> [Work to be completed]
Transcribe every entry precisely, omitting nothing.

────────

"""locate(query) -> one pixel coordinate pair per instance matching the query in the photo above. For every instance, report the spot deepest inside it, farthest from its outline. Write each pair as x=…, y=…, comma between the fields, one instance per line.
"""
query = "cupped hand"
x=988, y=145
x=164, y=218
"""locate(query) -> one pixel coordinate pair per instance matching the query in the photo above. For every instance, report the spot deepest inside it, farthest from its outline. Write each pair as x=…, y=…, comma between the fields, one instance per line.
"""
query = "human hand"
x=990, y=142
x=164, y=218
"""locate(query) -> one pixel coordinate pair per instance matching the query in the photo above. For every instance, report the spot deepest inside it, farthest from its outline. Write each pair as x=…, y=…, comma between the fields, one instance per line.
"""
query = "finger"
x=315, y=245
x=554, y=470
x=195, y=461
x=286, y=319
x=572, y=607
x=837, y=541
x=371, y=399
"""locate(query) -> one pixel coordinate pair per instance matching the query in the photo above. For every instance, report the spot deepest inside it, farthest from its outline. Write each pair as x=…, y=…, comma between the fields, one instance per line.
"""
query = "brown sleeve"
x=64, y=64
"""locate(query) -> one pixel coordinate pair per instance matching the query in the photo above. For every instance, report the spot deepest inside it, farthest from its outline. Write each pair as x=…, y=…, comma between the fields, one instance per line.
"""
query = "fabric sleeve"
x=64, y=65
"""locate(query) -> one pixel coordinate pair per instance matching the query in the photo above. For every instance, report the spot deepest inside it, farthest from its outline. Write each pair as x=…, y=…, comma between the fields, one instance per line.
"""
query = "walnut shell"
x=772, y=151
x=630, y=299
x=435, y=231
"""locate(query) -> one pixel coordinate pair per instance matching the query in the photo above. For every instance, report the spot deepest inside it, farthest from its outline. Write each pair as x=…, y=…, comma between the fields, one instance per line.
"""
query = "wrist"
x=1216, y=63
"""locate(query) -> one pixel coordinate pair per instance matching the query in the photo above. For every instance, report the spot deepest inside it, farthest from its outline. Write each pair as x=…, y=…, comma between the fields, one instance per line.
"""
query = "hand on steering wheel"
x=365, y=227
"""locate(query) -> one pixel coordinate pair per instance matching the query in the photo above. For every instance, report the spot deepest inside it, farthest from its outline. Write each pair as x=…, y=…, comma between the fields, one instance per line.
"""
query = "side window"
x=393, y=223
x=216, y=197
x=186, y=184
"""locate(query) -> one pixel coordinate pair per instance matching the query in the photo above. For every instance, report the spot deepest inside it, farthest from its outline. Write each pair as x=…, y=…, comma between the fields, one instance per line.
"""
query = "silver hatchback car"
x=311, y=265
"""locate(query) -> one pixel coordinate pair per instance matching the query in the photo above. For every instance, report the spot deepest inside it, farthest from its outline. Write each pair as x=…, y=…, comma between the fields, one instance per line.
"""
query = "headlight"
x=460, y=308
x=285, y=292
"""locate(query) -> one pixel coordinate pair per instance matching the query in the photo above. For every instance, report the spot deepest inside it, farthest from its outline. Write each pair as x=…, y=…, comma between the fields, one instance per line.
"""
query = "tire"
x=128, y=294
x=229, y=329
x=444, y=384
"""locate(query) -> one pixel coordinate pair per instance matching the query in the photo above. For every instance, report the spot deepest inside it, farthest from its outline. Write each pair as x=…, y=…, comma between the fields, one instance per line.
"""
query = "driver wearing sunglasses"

────────

> [Your solution]
"""locate(query) -> one pixel coordinate pair per instance matching the query in the photo above. For every instance, report the spot deepest inside it, farthest from its outline. Write each pair as x=…, y=…, comma between the fields, one instance per line.
"""
query = "cupped hand"
x=988, y=145
x=164, y=218
"""locate(query) -> one pixel coordinate pair per instance matching the query in the photo above. For every instance, report the spot deepest inside it, farthest from its outline. Write each pair as x=…, y=…, comma between the fields, one instance per line.
"""
query = "human hand"
x=990, y=142
x=164, y=218
"""locate(query) -> one pixel coordinate pair per instance matching the query in the photo above. For every instance, report the spot deepest inside it, farthest from its outline. Write each pair as x=…, y=…, comma between the fields, one instance per line.
"""
query = "finger"
x=315, y=245
x=554, y=470
x=195, y=461
x=286, y=319
x=572, y=607
x=837, y=541
x=371, y=399
"""locate(query) -> one pixel coordinate pair per instance matching the query in the photo above. For every instance, report the spot deepest inside it, farthest from its outline. Write each pair as x=…, y=…, comma between the fields, one instance per line.
"""
query = "brown sleeve"
x=64, y=64
"""locate(query) -> one pixel coordinate pair per instance matching the query in the photo above. For every instance, report the spot deepest inside it, farthest from its outline. Write each pair as x=…, y=…, comma between the fields, one instance per line.
"""
query = "fabric sleeve"
x=64, y=65
"""locate(query) -> one pixel coordinate pair per instance matching the query in the photo above. For every instance, report the spot deepest inside it, farthest from its outline. Write each pair as x=…, y=…, comma between the fields, one instance per line.
"""
query = "walnut shell"
x=772, y=151
x=630, y=299
x=435, y=231
"""locate(query) -> one pixel coordinate pair per instance matching the query in the photo above. For every instance, report the spot deepest inside it, farthest from its outline. Write each pair as x=…, y=…, comma between the fields, one instance per line.
"""
query = "wrist"
x=1216, y=63
"""locate(query) -> one pixel coordinate pair per instance matching the query in the photo above. For every instance, report the spot deepest inside it, farthest from its outline. Write each pair as x=…, y=…, comma between the fields, one instance per line.
"""
query = "hand on steering wheel"
x=365, y=227
"""locate(query) -> one pixel coordinate pair per instance matching the query in the photo above. For every instance, report the spot deepest inside it, farthest from its outline. Write each pair as x=…, y=…, comma between the fields, one instance per line.
"""
query = "side window"
x=393, y=223
x=216, y=197
x=186, y=184
"""locate(query) -> one pixel coordinate pair per instance matching the query in the photo above. For every instance, report the spot deepest inside it, farthest from its outline. Write each pair as x=…, y=…, comma between the fields, one instance per line.
"""
query = "silver hatchback car"
x=311, y=265
"""locate(query) -> one pixel coordinate pair per instance matching the query in the photo above. For every instance, report the spot deepest inside it, farthest from its outline. Write each pair as x=…, y=…, comma between the fields, one instance per line.
"""
query = "headlight"
x=460, y=308
x=285, y=292
"""locate(query) -> one pixel coordinate pair per instance matching the query in the photo above. For every instance, report the spot deepest inside it, farthest from its outline. Write each pair as x=…, y=…, comma between the fields, one instance per line.
"""
query = "tire"
x=128, y=294
x=229, y=329
x=444, y=384
"""locate(query) -> one pixel coordinate pair per instance matching the query in the photo above. For every instance, report the spot deepest inside it, farthest from its outline. Write each pair as x=…, y=…, comma between the fields, one instance per line.
"""
query = "driver wearing sunglasses"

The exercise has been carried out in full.